TASK TO CARRY OUT>
Copy the following lines verbatim, without any changes.

- - - - -

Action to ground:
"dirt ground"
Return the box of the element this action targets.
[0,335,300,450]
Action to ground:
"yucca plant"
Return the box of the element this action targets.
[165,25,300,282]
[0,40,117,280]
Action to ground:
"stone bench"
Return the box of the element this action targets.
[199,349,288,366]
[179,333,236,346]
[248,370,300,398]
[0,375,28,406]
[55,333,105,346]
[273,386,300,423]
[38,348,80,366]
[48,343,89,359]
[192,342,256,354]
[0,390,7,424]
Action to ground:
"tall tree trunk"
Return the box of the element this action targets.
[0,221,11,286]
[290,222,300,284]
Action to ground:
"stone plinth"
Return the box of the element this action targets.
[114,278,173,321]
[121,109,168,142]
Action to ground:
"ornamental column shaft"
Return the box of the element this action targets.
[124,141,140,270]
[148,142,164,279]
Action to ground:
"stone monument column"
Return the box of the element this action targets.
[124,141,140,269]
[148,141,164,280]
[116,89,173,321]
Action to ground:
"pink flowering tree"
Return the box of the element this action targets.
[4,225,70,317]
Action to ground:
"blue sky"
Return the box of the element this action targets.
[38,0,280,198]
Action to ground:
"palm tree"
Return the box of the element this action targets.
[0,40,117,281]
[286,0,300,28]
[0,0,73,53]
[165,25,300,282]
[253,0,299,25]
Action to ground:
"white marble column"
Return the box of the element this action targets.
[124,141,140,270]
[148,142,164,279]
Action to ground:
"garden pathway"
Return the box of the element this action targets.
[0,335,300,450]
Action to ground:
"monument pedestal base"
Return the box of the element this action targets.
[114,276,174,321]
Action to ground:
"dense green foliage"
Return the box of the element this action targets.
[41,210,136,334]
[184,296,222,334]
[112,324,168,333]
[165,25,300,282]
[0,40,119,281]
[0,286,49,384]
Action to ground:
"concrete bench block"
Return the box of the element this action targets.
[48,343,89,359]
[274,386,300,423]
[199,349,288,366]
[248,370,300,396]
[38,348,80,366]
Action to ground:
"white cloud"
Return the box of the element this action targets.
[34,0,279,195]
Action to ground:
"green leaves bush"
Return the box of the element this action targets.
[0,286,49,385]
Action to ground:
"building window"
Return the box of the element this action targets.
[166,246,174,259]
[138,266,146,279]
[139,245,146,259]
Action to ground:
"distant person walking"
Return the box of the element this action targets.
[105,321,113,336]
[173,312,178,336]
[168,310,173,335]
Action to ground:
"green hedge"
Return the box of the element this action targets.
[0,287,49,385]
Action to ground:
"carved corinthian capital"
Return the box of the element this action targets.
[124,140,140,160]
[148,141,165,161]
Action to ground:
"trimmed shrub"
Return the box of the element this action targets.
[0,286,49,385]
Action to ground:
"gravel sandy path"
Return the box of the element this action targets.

- - - - -

THE ANSWER>
Action to ground:
"dirt ground"
Return the box of the element this action targets.
[0,335,300,450]
Action to ground:
"yucca plant"
Return the box of the element this action targets.
[165,25,300,282]
[0,40,117,280]
Action to ground:
"stone bench"
Return the box of the element this action targets.
[199,349,288,366]
[179,333,236,346]
[248,370,300,398]
[0,375,28,406]
[55,333,105,346]
[273,386,300,423]
[38,348,80,366]
[48,343,89,359]
[192,342,256,354]
[0,390,7,424]
Action to ground:
"tall tree trunk"
Return the box of the element this action targets.
[0,221,11,286]
[290,222,300,284]
Action to ground:
"stone plinth"
Return the box of the element this action targets.
[114,278,173,321]
[121,109,168,142]
Action to ground:
"ornamental column shaft"
Return the box of the element this action targets.
[124,141,140,270]
[148,142,164,279]
Action to ground:
"stone monument column"
Return the box of the element this action targets.
[124,141,140,269]
[148,141,164,280]
[116,89,173,321]
Action to ground:
"pink flowering tree"
Return the box of the element this action targets.
[4,225,70,317]
Action to ground:
"blue sky"
Return the box of the element this action targets.
[38,0,280,198]
Action to ground:
"palm tree"
Return the box of the element this action targets.
[0,40,117,281]
[286,0,300,28]
[0,0,73,53]
[165,25,300,282]
[253,0,299,25]
Action to ground:
"white marble column"
Return the box of the element this action targets.
[124,141,140,270]
[148,142,164,279]
Action to ground:
"garden pathway"
Return the box of the element this action targets.
[0,335,300,450]
Action to ground:
"monument pedestal base"
Return the box of the element this action targets.
[114,276,174,321]
Action to ground:
"dense green foliage"
Return the box of the element this action targets.
[41,210,136,334]
[184,296,222,334]
[112,324,168,333]
[165,25,300,282]
[0,40,119,281]
[0,286,49,384]
Action to ground:
"concrete bench block"
Return the box of the element this action targets.
[48,343,89,359]
[274,386,300,423]
[199,349,288,366]
[248,370,300,396]
[38,348,80,366]
Action to ground:
"white cloud"
Return the box of the element this action targets.
[34,0,279,195]
Action to ground:
"green leaves bush"
Return the box of the element this action targets.
[0,286,49,385]
Action to ground:
"building window"
Return the box of the element this action targets.
[166,246,174,259]
[138,266,146,279]
[139,245,146,259]
Action to ground:
"distant person walking"
Return the box of the element this action targets.
[105,321,113,336]
[173,312,178,336]
[168,310,173,335]
Action to ground:
"green hedge"
Return the box of the element this action targets.
[0,287,49,385]
Action to ground:
"carved corinthian capital"
Return the box of the element this action targets.
[124,140,140,160]
[148,141,165,161]
Action to ground:
"trimmed shrub"
Return the box of the element this action targets.
[0,286,49,385]
Action to ground:
"gravel sandy path"
Return the box of the element this action targets.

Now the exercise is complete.